### Liste des tâches
1 > D'après l'extrait fourni, quel surnom donne-t-on à la capitale roumaine ?
2 > Indiquez si chacune des affirmations suivantes concorde avec l'extrait fourni, en citant à l'appui les mots exacts du texte : (a) le texte a été publié le 13 avril 2011 ; (b) la carte postale de la rue de l'Académie date de 1910 ; (c) le texte évoque trente ans d'urbanisme totalitaire.

### Extrait fourni
++++++++

Bucarest, la nostalgie de l’âge d’or

Surnommée "le petit Paris", la capitale roumaine devient chaque jour un peu plus laide sous le coup de chantiers aussi pharaoniques que dénués de sens. Pourtant, écrit l'urbaniste Teodor Frolu, certains endroits ont gardé leur charme et il suffirait de peu pour rendre un visage humain à la ville.

Publié le 13 avril 2011 à 14:12
The old Bucharest  | Bucarest, la rue de l'Academie (carte postale de 1908).

Bucarest a acquis sans le vouloir une réputation de ville mal-aimée de ses habitants. Mais comment peut-on aimer une ville? Et Bucarest, peut-elle encore être aimée aujourd'hui, avec son visage meurtri par vingt ans d'urbanisme totalitaire et de spéculation immobilière ?

++++++++

### Informations enregistrées
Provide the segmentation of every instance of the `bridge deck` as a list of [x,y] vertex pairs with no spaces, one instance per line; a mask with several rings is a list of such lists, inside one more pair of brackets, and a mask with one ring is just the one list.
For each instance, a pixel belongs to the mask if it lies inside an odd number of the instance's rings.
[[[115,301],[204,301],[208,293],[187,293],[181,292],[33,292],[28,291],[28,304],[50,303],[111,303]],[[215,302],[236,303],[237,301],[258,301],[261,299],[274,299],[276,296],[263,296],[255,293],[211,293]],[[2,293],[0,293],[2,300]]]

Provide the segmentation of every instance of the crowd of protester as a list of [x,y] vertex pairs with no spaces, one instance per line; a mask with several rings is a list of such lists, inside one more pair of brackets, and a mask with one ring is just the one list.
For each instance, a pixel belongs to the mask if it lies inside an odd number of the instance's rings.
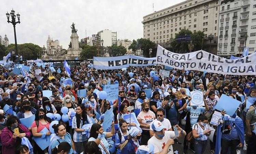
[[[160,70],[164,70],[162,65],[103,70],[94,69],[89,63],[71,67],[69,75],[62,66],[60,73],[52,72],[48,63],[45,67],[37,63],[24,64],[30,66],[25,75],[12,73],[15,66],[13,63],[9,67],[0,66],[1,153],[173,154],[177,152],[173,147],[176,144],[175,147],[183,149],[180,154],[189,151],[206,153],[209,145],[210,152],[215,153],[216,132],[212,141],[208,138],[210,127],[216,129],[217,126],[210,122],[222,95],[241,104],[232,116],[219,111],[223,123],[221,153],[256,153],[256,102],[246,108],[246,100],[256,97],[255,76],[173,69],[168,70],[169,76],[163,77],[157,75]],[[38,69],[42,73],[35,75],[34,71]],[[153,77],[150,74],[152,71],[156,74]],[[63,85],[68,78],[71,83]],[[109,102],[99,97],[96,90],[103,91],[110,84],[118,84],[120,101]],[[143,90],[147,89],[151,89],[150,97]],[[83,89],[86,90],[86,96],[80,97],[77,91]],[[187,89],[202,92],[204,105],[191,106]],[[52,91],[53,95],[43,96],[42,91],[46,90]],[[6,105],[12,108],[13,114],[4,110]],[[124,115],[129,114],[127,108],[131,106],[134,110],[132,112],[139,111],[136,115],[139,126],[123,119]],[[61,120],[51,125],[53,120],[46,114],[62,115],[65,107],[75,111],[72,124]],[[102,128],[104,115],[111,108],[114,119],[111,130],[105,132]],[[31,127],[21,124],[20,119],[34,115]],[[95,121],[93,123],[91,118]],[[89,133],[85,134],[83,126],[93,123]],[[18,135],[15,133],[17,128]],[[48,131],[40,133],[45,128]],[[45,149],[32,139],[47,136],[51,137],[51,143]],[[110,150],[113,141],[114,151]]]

++++++++

### Réponses apportées
1 > « le petit Paris »

2 >
(a) Oui : « Publié le 13 avril 2011 ».
(b) Non : « carte postale de 1908 ».
(c) Non : « vingt ans d'urbanisme totalitaire ».